> Work required
Upon reaching the line containing "helmet held in", output that line and all remaining lines exactly, through the end of the entries, and output nothing before it.

Records from a dataset
★ ★ ★ ★

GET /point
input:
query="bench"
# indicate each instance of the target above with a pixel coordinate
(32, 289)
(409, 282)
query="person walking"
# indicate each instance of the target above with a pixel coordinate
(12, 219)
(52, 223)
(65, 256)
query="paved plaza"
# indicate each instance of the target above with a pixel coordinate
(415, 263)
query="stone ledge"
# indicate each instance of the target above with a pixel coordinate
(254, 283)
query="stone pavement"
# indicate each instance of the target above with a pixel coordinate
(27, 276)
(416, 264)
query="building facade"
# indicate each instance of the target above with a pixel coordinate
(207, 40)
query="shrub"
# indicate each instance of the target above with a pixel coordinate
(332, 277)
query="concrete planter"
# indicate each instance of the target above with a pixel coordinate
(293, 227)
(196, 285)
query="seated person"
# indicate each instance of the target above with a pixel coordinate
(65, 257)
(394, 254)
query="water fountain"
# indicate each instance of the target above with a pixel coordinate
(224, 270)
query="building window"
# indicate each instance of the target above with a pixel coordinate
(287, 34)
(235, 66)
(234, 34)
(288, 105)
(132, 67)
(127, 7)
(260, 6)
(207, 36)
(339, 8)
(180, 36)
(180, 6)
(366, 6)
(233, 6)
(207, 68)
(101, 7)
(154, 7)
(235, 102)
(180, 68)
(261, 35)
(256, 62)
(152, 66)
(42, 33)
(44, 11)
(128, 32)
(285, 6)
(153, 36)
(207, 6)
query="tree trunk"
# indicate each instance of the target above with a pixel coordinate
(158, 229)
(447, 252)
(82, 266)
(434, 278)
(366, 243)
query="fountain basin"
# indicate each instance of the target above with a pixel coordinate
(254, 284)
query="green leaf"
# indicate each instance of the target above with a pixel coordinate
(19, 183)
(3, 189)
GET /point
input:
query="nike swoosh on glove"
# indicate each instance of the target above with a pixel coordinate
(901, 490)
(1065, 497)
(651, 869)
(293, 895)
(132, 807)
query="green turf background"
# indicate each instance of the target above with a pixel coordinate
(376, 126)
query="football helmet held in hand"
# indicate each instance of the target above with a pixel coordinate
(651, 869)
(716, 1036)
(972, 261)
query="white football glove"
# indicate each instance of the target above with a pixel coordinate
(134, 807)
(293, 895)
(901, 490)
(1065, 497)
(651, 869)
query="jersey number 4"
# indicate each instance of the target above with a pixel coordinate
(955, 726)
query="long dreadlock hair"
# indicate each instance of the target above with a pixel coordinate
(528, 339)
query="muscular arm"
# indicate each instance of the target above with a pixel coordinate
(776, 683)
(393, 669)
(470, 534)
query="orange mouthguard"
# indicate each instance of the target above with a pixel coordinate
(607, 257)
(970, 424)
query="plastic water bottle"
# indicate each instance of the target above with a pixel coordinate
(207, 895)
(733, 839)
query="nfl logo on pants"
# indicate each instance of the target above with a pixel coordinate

★ ★ ★ ★

> Reply
query="football helmet held in hand"
# indicate each instance of the target above with a pixel coordinate
(651, 869)
(716, 1036)
(972, 261)
query="white football glove"
# indicate each instance of the target above with a pixel coordinate
(134, 807)
(293, 895)
(901, 490)
(1065, 497)
(651, 869)
query="jersey number 4"
# indicate each instance of the target above with a pixel coordinate
(955, 726)
query="long dreadlock hair"
# indicate each instance of the target above with a pixel coordinate
(528, 339)
query="muscular arm"
# indicate each instance of the target above with a pixel coordinate
(776, 683)
(393, 669)
(470, 534)
query="orange mouthguard"
# indicate each instance of the target above with a pixel coordinate
(607, 257)
(970, 424)
query="plastic water bottle"
# indicate each instance of the target above with a pixel coordinate
(207, 895)
(733, 839)
query="nfl logo on pants"
# indicate each instance of the target above with a pixel coordinate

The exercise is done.